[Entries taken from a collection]
/---

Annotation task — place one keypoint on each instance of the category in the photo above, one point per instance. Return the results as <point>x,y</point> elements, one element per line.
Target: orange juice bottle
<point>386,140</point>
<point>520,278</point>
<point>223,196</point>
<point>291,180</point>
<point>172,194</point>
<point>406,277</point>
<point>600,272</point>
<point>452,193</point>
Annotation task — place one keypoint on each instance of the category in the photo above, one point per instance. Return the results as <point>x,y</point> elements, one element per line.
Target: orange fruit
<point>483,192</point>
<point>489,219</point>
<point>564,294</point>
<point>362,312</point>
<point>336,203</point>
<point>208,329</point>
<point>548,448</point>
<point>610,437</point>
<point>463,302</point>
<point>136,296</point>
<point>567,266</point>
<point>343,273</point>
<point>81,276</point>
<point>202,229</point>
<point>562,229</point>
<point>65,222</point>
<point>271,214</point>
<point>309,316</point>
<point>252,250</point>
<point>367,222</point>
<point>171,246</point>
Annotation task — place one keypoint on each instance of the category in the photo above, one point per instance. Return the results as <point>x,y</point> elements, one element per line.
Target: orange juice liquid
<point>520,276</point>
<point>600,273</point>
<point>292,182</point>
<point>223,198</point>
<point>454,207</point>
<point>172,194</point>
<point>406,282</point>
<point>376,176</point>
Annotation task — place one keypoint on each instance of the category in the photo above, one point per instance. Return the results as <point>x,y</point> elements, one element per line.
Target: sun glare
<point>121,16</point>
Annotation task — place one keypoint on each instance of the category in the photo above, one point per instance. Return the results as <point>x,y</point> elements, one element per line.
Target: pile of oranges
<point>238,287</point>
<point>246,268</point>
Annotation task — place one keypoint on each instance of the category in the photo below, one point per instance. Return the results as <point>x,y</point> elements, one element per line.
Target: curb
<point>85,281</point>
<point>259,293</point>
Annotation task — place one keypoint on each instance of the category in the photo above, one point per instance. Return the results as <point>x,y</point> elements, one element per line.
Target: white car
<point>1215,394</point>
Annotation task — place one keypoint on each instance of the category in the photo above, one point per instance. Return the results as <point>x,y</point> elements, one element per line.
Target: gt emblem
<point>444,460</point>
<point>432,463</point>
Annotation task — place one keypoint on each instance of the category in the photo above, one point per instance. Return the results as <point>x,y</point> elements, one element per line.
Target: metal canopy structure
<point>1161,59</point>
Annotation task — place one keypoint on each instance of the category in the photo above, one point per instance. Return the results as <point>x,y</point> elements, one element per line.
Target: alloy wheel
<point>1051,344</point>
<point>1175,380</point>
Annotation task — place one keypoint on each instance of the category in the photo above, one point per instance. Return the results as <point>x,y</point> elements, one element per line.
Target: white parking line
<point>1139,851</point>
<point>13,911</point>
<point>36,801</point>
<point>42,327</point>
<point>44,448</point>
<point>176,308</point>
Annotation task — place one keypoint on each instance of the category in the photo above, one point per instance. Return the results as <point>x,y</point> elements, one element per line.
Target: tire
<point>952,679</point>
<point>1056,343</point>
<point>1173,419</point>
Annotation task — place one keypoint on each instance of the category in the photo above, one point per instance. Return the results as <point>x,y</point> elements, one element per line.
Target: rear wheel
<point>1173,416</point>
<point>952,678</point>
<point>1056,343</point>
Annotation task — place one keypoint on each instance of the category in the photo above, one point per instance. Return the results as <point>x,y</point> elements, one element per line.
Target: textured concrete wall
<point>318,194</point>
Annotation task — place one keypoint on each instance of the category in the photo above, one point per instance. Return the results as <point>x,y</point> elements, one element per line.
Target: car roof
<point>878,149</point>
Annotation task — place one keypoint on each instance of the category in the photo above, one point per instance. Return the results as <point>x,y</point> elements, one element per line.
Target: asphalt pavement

\---

WHAT IS REQUIRED: The records are to be retyped exactly. No line may be skipped.

THE COMPLETED TASK:
Annotation task — place one keypoint on each instance of the category in the photo above, one point per instance. Return the results as <point>x,y</point> elements, one element per line.
Target: orange juice bottle
<point>386,140</point>
<point>520,278</point>
<point>223,196</point>
<point>291,180</point>
<point>172,194</point>
<point>406,277</point>
<point>600,272</point>
<point>452,193</point>
Annotation task — place one keypoint on each instance of the category in the photo above, one point per instance. Return the results as <point>x,y</point> elements, one element per line.
Target: orange fruit
<point>483,192</point>
<point>489,219</point>
<point>564,294</point>
<point>362,312</point>
<point>336,203</point>
<point>208,329</point>
<point>548,448</point>
<point>610,437</point>
<point>463,302</point>
<point>136,296</point>
<point>567,266</point>
<point>343,273</point>
<point>81,276</point>
<point>202,229</point>
<point>562,229</point>
<point>65,222</point>
<point>271,214</point>
<point>309,316</point>
<point>252,250</point>
<point>367,222</point>
<point>171,246</point>
Annotation task — place one keypoint on each instance of the category in the photo above, one point per instance. Return the results as <point>x,y</point> elements, one element per line.
Target: orange juice liquid
<point>520,276</point>
<point>600,273</point>
<point>292,182</point>
<point>223,198</point>
<point>454,207</point>
<point>172,194</point>
<point>406,282</point>
<point>376,176</point>
Annotation task — place one keypoint on each instance of the category in the photo above, one point per instance. Return the results as <point>x,y</point> elements, one element per line.
Target: sun glare
<point>121,16</point>
Annotation task — place one keypoint on each instance of the category in the photo above, one point per instance. Return the results as <point>x,y</point> elements, one element per line.
Target: pile of oranges
<point>238,287</point>
<point>246,268</point>
Annotation task — place one keypoint on each instance of the category in the photo below, one point per instance. Return the results as <point>x,y</point> elements, one element per line.
Target: curb
<point>85,281</point>
<point>259,293</point>
Annotation task — place one keypoint on each instance of the category in the photo above, one point per instance. Return the results as <point>x,y</point> elements, one element per line.
Target: white car
<point>1215,394</point>
Annotation task — place one keypoint on each instance of the category in the photo above, one point per instance. Return the results as <point>x,y</point> elements, one element per line.
Target: gt emblem
<point>444,460</point>
<point>432,463</point>
Annotation task — place one keypoint on each instance of the category in the photo above, one point per instance. Return the results as <point>x,y</point> elements, one element per line.
Target: metal canopy structure
<point>1161,59</point>
Annotation task — place one keypoint on each instance of the category in the photo above, one point per instance. Return the results as <point>x,y</point> elements, one element per line.
Target: alloy wheel
<point>1051,344</point>
<point>1175,380</point>
Annotation task — place one keypoint on each instance of the category in the photo above, one point per instance. Return the results as <point>x,y</point> elements, one element per line.
Target: white parking line
<point>1139,851</point>
<point>13,911</point>
<point>36,801</point>
<point>42,327</point>
<point>44,448</point>
<point>176,308</point>
Annotation task — place one keypoint on each instance of the category in the photo above, one point per instance. Return the results as <point>x,y</point> elements, one element per line.
Target: tire
<point>952,679</point>
<point>1056,343</point>
<point>1173,419</point>
Annotation task — place one keypoint on each instance of the category in the photo above, one point per instance. Return the results as <point>x,y</point> elements, one element per line.
Target: rear wheel
<point>1173,416</point>
<point>952,678</point>
<point>1056,343</point>
Annotation task — place one keypoint on each instance of the category in the photo above, one point per instance. Return the results as <point>x,y</point> elements, one element per line.
Target: textured concrete wall
<point>318,194</point>
Annotation task — place one keypoint on each instance of the category in the photo above, one point per instance. Return the results as <point>x,y</point> elements, one element per line.
Target: car roof
<point>878,149</point>
Annotation task — place one keypoint on each instance of the category in the photo above, one point per instance. Return the results as <point>x,y</point> elements, one element per line.
Target: asphalt pavement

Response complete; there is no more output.